What you need to do | Update the rows below by changing every "instance" to "occurrence", leaving everything else untouched.

Data for the task |
+ + +
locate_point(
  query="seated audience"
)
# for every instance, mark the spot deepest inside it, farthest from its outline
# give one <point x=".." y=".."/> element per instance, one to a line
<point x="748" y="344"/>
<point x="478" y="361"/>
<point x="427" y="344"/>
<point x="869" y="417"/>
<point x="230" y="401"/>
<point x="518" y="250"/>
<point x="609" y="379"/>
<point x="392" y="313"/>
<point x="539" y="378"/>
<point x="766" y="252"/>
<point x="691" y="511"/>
+ + +
Full solution |
locate_point(
  query="seated audience"
)
# for every occurrence, mark the spot deepest inside it, farthest from its outline
# give one <point x=".." y=".."/> element per occurrence, one to a line
<point x="748" y="344"/>
<point x="478" y="361"/>
<point x="427" y="344"/>
<point x="869" y="417"/>
<point x="230" y="401"/>
<point x="518" y="250"/>
<point x="609" y="379"/>
<point x="392" y="313"/>
<point x="539" y="378"/>
<point x="766" y="252"/>
<point x="691" y="511"/>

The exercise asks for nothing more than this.